• [Coordinate labeling data]:
>> Begin
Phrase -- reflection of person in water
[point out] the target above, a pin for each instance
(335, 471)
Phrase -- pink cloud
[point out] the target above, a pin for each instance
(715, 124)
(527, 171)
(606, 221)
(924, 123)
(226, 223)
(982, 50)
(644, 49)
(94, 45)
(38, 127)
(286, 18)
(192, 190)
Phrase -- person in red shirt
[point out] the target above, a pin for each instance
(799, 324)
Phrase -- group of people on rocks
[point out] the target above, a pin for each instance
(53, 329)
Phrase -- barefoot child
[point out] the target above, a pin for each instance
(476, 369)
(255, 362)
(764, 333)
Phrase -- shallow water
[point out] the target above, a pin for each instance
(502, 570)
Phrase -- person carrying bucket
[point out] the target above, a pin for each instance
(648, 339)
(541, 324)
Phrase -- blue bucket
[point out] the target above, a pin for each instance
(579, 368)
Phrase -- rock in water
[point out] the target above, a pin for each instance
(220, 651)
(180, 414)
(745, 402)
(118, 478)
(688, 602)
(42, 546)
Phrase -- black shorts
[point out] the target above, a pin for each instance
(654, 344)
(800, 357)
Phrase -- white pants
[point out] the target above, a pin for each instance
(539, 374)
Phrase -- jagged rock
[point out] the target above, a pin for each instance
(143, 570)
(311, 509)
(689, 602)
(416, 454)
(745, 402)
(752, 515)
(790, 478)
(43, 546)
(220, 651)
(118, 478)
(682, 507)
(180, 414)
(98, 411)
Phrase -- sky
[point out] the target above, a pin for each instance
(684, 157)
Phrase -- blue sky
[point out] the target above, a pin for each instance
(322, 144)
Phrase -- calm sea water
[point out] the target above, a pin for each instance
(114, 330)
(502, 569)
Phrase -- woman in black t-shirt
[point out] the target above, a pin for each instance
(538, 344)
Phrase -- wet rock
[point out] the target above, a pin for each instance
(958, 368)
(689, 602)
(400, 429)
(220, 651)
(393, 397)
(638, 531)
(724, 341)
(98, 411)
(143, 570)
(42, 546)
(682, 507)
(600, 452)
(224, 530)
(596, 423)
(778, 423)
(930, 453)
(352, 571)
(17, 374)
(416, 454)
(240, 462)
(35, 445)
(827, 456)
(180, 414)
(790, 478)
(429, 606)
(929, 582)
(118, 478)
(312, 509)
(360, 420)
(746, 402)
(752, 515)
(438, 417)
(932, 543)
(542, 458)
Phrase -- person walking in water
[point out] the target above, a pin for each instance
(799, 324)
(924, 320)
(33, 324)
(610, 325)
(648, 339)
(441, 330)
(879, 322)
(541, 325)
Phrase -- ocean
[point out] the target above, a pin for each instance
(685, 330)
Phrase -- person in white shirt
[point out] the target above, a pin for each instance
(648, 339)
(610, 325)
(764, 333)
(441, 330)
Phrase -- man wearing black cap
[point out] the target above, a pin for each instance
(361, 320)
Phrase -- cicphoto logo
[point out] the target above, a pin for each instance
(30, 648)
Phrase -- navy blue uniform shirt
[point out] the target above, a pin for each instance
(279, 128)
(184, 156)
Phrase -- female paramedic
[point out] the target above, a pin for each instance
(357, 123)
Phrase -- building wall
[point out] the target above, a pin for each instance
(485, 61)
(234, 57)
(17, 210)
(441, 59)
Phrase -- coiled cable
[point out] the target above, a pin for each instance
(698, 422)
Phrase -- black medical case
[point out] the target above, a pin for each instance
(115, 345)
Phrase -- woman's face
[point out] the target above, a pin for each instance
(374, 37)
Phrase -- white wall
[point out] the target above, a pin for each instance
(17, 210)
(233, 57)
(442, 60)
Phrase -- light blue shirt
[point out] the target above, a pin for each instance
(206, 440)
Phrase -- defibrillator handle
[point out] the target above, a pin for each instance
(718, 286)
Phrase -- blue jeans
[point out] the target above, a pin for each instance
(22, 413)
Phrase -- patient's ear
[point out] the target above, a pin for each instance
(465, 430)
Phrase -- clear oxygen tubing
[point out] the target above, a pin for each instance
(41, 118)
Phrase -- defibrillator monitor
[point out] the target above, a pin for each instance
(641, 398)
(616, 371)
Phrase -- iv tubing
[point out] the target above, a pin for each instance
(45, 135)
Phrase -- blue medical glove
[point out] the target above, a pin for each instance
>> End
• [Goal]: Please set down all the data word for word.

• [Result of the exercise]:
Phrase -- reflection of person in water
[point out] the target above, a pin for each instance
(335, 471)
Phrase -- pink cloud
[point out] the target above, a pin for each instance
(715, 124)
(527, 171)
(606, 221)
(924, 123)
(226, 223)
(982, 50)
(644, 49)
(94, 45)
(38, 127)
(286, 18)
(192, 190)
Phrase -- person in red shirt
[point out] the target above, a pin for each instance
(799, 324)
Phrase -- group of people on rocks
[point out] the target above, a pin for each instance
(53, 329)
Phrase -- barefoot child
[point out] the target above, a pin for each instance
(476, 369)
(255, 362)
(764, 333)
Phrase -- shallow water
[point out] the target above, a pin for each instance
(502, 570)
Phrase -- person carrying bucket
[point out] the target above, a pin for each instance
(648, 339)
(541, 324)
Phrase -- blue bucket
[point out] the target above, a pin for each instance
(579, 368)
Phrase -- rock in water
[point out] the target above, a pin for each instance
(220, 651)
(180, 414)
(745, 402)
(118, 478)
(688, 602)
(42, 546)
Phrase -- black shorts
[point out] the target above, a pin for each instance
(654, 344)
(800, 357)
Phrase -- white pants
[point out] the target above, a pin for each instance
(539, 374)
Phrase -- jagged rock
[point out] the target above, a pin for each instance
(143, 570)
(311, 509)
(689, 602)
(416, 454)
(745, 402)
(752, 515)
(790, 478)
(43, 546)
(220, 651)
(118, 478)
(682, 507)
(180, 414)
(98, 411)
Phrase -- sky
[point out] the target above, a pin for each instance
(684, 157)
Phrase -- blue sky
[point out] the target above, a pin for each instance
(322, 144)
Phrase -- calm sea water
[point out] the target above, a pin for each instance
(114, 330)
(502, 569)
Phrase -- woman in black t-shirt
[point out] the target above, a pin for each instance
(538, 344)
Phrase -- wet rock
[point out] the target above, a pin for each instance
(958, 368)
(689, 602)
(400, 429)
(220, 651)
(393, 397)
(638, 531)
(724, 341)
(98, 411)
(143, 570)
(42, 546)
(682, 507)
(600, 452)
(224, 530)
(596, 423)
(778, 423)
(930, 453)
(352, 571)
(17, 374)
(416, 454)
(240, 462)
(35, 445)
(827, 456)
(180, 414)
(790, 478)
(429, 606)
(929, 582)
(118, 478)
(312, 509)
(360, 420)
(746, 402)
(752, 515)
(438, 417)
(932, 543)
(542, 458)
Phrase -- person walking in water
[point out] the target above, a pin for each instance
(799, 324)
(924, 320)
(33, 324)
(610, 325)
(648, 339)
(441, 330)
(879, 322)
(541, 325)
Phrase -- ocean
[point out] the target above, a pin for each instance
(685, 330)
Phrase -- person in white shirt
[point out] the target above, a pin for each instance
(648, 339)
(610, 325)
(764, 333)
(441, 330)
Phrase -- man wearing black cap
[point out] the target above, a pin for each instance
(361, 320)
Phrase -- cicphoto logo
[point out] the target above, a pin for each instance
(30, 648)
Phrase -- navy blue uniform shirt
[point out] the target above, a pin for each instance
(279, 128)
(184, 156)
Phrase -- female paramedic
[point out] the target above, a pin for each instance
(357, 123)
Phrase -- building wall
[point out] the target above, a pin for each instance
(485, 61)
(234, 57)
(17, 210)
(441, 59)
Phrase -- coiled cable
[point out] the target above, a pin for each instance
(698, 422)
Phrase -- black medical case
[point out] the target above, a pin for each instance
(115, 345)
Phrase -- woman's face
[point out] the target above, a pin for each instance
(374, 37)
Phrase -- white wall
[point out] the target above, a pin for each instance
(17, 210)
(233, 57)
(442, 60)
Phrase -- light blue shirt
[point out] the target above, a pin for each instance
(206, 440)
Phrase -- defibrillator handle
[point out] the target above, a pin for each instance
(718, 286)
Phrase -- blue jeans
[point out] the target above, a pin for each instance
(22, 413)
Phrase -- patient's ear
[point out] the target above, a pin for each instance
(465, 430)
Phrase -- clear oxygen tubing
[point out] the target above, a pin for each instance
(41, 118)
Phrase -- defibrillator monitor
[point out] the target above, a pin for each instance
(641, 398)
(616, 371)
Phrase -- iv tubing
[point out] the target above, a pin for each instance
(45, 135)
Phrase -- blue medical glove
[point out] the target above, a pin for each instance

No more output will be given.